[Start of section]

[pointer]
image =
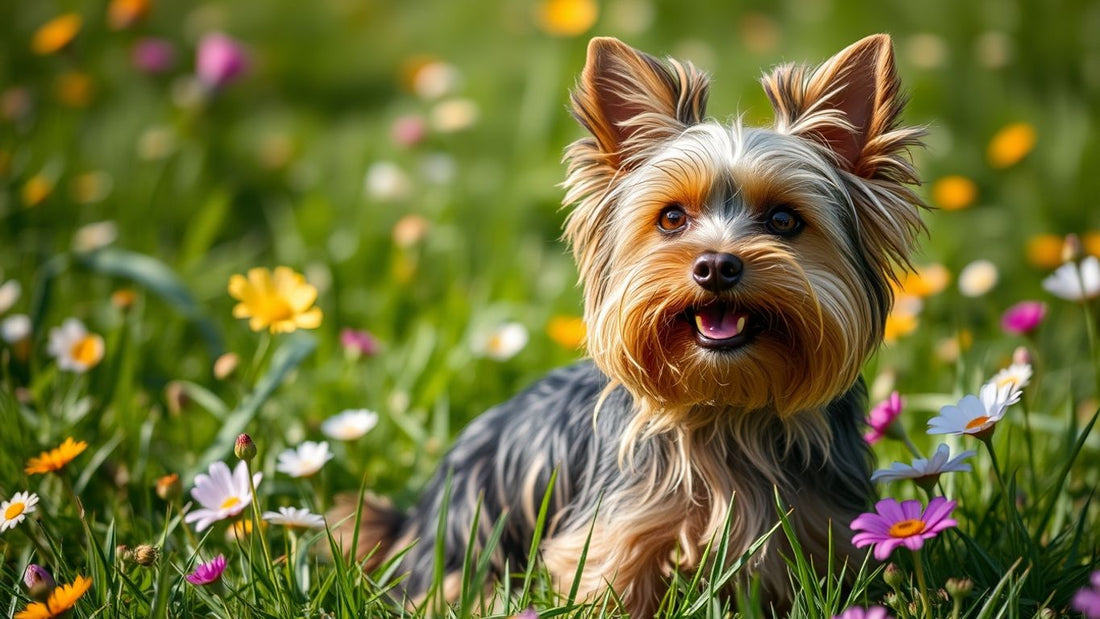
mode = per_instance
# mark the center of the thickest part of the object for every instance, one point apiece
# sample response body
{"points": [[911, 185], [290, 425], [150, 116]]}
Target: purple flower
{"points": [[1087, 599], [1023, 318], [892, 524], [207, 573], [359, 343], [153, 55], [882, 417], [857, 612], [220, 59]]}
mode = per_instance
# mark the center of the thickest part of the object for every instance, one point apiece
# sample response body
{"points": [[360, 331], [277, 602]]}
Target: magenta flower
{"points": [[1087, 599], [207, 573], [1023, 318], [892, 524], [153, 55], [220, 59], [882, 417], [857, 612]]}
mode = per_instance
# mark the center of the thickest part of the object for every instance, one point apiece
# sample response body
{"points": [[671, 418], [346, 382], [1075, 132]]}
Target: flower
{"points": [[1087, 599], [350, 424], [207, 573], [220, 59], [857, 612], [304, 461], [55, 459], [14, 510], [975, 415], [503, 342], [954, 192], [294, 517], [1023, 318], [283, 302], [925, 471], [882, 417], [1011, 144], [1075, 283], [221, 494], [75, 349], [977, 278], [55, 34], [892, 524], [61, 600]]}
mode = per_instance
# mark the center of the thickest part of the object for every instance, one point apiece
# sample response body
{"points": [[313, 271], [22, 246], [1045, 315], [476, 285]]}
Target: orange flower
{"points": [[55, 34], [61, 600], [56, 459], [1011, 144], [954, 192], [568, 18]]}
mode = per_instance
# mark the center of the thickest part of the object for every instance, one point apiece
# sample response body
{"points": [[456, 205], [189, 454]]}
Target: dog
{"points": [[735, 280]]}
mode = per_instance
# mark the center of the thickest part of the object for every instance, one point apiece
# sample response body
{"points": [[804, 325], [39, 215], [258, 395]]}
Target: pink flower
{"points": [[1087, 599], [220, 59], [207, 573], [153, 55], [892, 524], [857, 612], [882, 417], [1023, 318]]}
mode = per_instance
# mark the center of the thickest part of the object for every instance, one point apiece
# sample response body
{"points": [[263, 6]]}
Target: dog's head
{"points": [[734, 266]]}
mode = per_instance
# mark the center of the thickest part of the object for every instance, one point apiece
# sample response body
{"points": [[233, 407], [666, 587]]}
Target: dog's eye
{"points": [[783, 221], [672, 219]]}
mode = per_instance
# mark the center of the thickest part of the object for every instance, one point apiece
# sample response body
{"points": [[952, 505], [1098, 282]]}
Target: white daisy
{"points": [[295, 517], [14, 510], [304, 461], [75, 349], [350, 424], [221, 494], [925, 468], [1075, 283], [975, 413]]}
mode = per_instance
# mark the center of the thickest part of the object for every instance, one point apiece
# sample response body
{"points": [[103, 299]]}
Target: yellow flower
{"points": [[954, 192], [567, 330], [56, 459], [1011, 144], [282, 302], [568, 18], [55, 34], [61, 600], [1044, 251]]}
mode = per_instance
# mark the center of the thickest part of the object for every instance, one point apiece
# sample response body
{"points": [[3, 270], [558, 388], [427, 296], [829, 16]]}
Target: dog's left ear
{"points": [[850, 104]]}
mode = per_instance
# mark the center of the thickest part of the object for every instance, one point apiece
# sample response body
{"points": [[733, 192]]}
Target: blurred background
{"points": [[405, 156]]}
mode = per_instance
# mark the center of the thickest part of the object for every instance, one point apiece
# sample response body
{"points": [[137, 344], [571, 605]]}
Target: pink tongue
{"points": [[716, 322]]}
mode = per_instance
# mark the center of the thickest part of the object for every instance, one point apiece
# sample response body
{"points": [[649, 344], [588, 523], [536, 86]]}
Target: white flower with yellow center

[End of section]

* Work to complete *
Type out the entries again without a single change, and leave the pictures out.

* Answer box *
[pointer]
image =
mode = per_instance
# mark the center of the thickest part of the object for every instance, one point apiece
# sample response body
{"points": [[911, 185], [290, 425], [150, 116]]}
Target: purple flower
{"points": [[1087, 599], [1023, 318], [892, 524], [207, 573], [359, 343], [153, 55], [882, 417], [857, 612], [220, 59]]}
mode = per_instance
# mark the center of the thickest part of the object for every instance, one point apiece
# sample response body
{"points": [[360, 331], [277, 602]]}
Target: magenta flower
{"points": [[1087, 599], [207, 573], [1023, 318], [892, 524], [153, 55], [220, 59], [882, 417], [857, 612]]}
mode = per_instance
# mark the center of the thickest part of the object for every instance, one point apiece
# sample response body
{"points": [[671, 418], [346, 382], [1075, 132]]}
Target: flower
{"points": [[1087, 599], [350, 424], [207, 573], [220, 59], [857, 612], [304, 461], [55, 459], [14, 510], [975, 415], [503, 342], [954, 192], [294, 517], [1023, 318], [283, 302], [925, 471], [882, 417], [1011, 144], [1075, 283], [221, 494], [75, 349], [977, 278], [55, 34], [892, 524], [61, 600]]}
mode = per_instance
# mark the center of the thickest part of the object for every instance, one point apiece
# sample response body
{"points": [[313, 271], [22, 246], [1045, 315], [476, 285]]}
Target: orange flower
{"points": [[55, 34], [61, 600], [56, 459], [1011, 144], [954, 192], [568, 18]]}
mode = per_instance
# mark the center of the thickest part of the object for every instance, one point apiece
# sample response body
{"points": [[456, 205], [189, 454]]}
Target: dog
{"points": [[735, 280]]}
mode = per_instance
# mark the center of the thickest part of the object for every instance, one point apiece
# sample response body
{"points": [[804, 325], [39, 215], [258, 395]]}
Target: pink flower
{"points": [[1087, 599], [220, 59], [207, 573], [153, 55], [892, 524], [857, 612], [882, 417], [1023, 318]]}
mode = per_instance
# mark the center of the thickest part of the object for every instance, one point apiece
# sample response body
{"points": [[263, 6]]}
Target: dog's head
{"points": [[734, 266]]}
mode = per_instance
# mark the center of the thickest part of the object for every instance, one point apiece
# sample response body
{"points": [[233, 407], [666, 587]]}
Target: dog's eye
{"points": [[783, 221], [672, 219]]}
mode = per_instance
# mark the center of the thickest part of the object for every instance, one point apiece
# sample response body
{"points": [[952, 505], [1098, 282]]}
Target: white daisy
{"points": [[295, 517], [14, 510], [304, 461], [75, 349], [350, 424], [221, 494], [925, 468], [1075, 283], [975, 413]]}
mode = per_instance
# mark the center of the thickest part of the object for every instance, one point apiece
# sample response body
{"points": [[103, 299]]}
Target: yellow flower
{"points": [[954, 192], [567, 330], [56, 459], [1011, 144], [282, 302], [568, 18], [55, 34], [61, 600], [1044, 251]]}
mode = per_instance
# mark the center of the thickest part of the object for every instance, one point apiece
# sample response body
{"points": [[3, 270], [558, 388], [427, 296], [829, 16]]}
Target: dog's left ear
{"points": [[850, 104]]}
mode = per_instance
# mark the center of the thickest part of the object for every instance, one point apiece
# sample response body
{"points": [[733, 192]]}
Target: blurred background
{"points": [[405, 156]]}
mode = per_instance
# mark the center of the thickest part of the object for every instance, one point apiece
# sample response body
{"points": [[137, 344], [571, 605]]}
Target: pink tongue
{"points": [[716, 322]]}
mode = per_instance
# mark the center of the thickest part of the object for every instance, one point apiece
# sample response body
{"points": [[649, 344], [588, 523], [536, 86]]}
Target: white flower with yellow center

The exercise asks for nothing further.